PETALING JAYA: After witnessing the stark realities faced by the rural communities in Sabah some 15 years ago, retired businessman Jimmy Lei decided to return to Malaysia and set up a foundation.
Prior to this, Lei had settled down and spent many years doing business in Australia.
The 70-year-old Sarawak native shared that during a trip with his wife to the neighbouring Bornean state years ago, he saw school kids drenched in rain just to return home from school.
“One of the unforgettable things that we saw when we visited some of the villages, which were several hours drive from Kota Kinabalu, was these children walking home in the rain.
“They were wearing primary school uniforms walking by the roadside at about 3pm or 4pm.
“But morning school finishes at around 1pm, so they should already be at home,” he said.
Lei said when he spoke to them, he found out that they were still walking home due to the long distance to school.
“When I asked them, they also told me that they had yet to eat lunch.
“This got me thinking – how can we make things better for them?” he said.
It was then Lei had a lightbulb moment and vowed to help the children by providing them with a dormitory nearer to the school, so that they do not have to walk for hours.

_Data:_
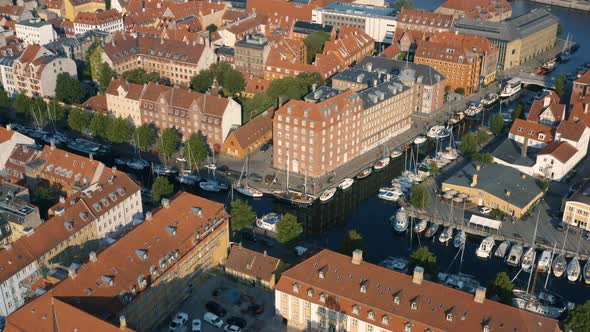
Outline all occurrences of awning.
[469,215,502,229]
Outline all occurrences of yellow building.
[63,0,106,22]
[442,163,544,218]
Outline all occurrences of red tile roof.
[275,250,560,332]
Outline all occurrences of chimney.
[162,198,170,208]
[469,174,477,187]
[473,287,486,303]
[412,266,424,285]
[119,315,127,330]
[352,249,363,265]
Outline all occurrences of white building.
[74,9,123,34]
[311,2,397,44]
[14,18,57,45]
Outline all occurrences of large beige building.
[455,9,559,70]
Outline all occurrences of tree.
[205,23,217,34]
[487,272,514,304]
[157,128,180,159]
[90,113,111,139]
[107,117,133,143]
[190,69,215,93]
[410,184,430,209]
[340,229,365,255]
[461,133,477,157]
[133,123,156,151]
[183,133,209,166]
[490,113,504,135]
[408,247,438,280]
[303,30,330,64]
[230,199,256,232]
[68,108,92,132]
[277,213,303,243]
[555,74,567,97]
[152,176,174,202]
[564,300,590,331]
[477,128,490,145]
[393,0,414,10]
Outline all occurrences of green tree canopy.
[230,199,256,232]
[408,247,438,280]
[303,30,330,64]
[487,272,514,304]
[152,176,174,202]
[183,133,209,166]
[461,133,477,157]
[157,128,180,159]
[133,123,156,151]
[564,300,590,332]
[121,68,160,85]
[277,213,303,243]
[107,117,133,143]
[410,184,430,209]
[490,113,504,135]
[68,108,92,132]
[340,229,365,256]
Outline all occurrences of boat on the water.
[566,257,582,282]
[356,167,373,180]
[424,222,438,238]
[551,254,567,278]
[506,244,524,266]
[494,241,510,258]
[390,207,408,233]
[475,236,496,258]
[537,250,551,273]
[338,178,354,190]
[320,188,336,202]
[256,212,283,232]
[453,230,467,248]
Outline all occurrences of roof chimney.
[412,266,424,285]
[473,287,486,303]
[352,249,363,265]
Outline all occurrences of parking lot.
[158,272,287,332]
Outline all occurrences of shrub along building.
[6,193,229,331]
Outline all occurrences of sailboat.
[234,156,262,197]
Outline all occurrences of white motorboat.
[234,184,263,198]
[506,244,524,266]
[338,178,354,190]
[453,230,467,248]
[567,257,582,282]
[414,135,426,145]
[373,157,390,171]
[500,78,522,98]
[320,188,336,202]
[537,250,551,273]
[256,212,283,232]
[551,254,567,278]
[494,241,510,258]
[438,226,453,243]
[389,149,402,159]
[521,247,535,272]
[475,236,496,258]
[390,207,408,233]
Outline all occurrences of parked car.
[205,301,227,317]
[203,312,223,327]
[226,316,246,329]
[168,312,188,331]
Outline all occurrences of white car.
[168,312,188,331]
[223,324,242,332]
[203,312,223,327]
[192,318,201,332]
[479,206,492,214]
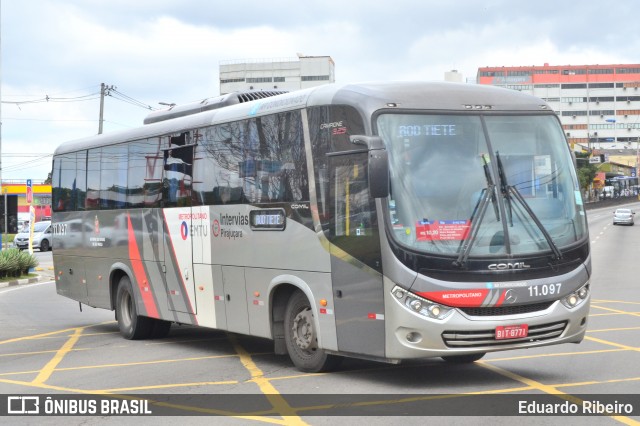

_Required action:_ Rewrite part of the article about Jimmy Lei's foundation, beginning at the words "Prior to this, Lei" and stopping after "in the rain.", with "Australia" changed to "New Zealand".

_Your solution:_
Prior to this, Lei had settled down and spent many years doing business in New Zealand.
The 70-year-old Sarawak native shared that during a trip with his wife to the neighbouring Bornean state years ago, he saw school kids drenched in rain just to return home from school.
“One of the unforgettable things that we saw when we visited some of the villages, which were several hours drive from Kota Kinabalu, was these children walking home in the rain.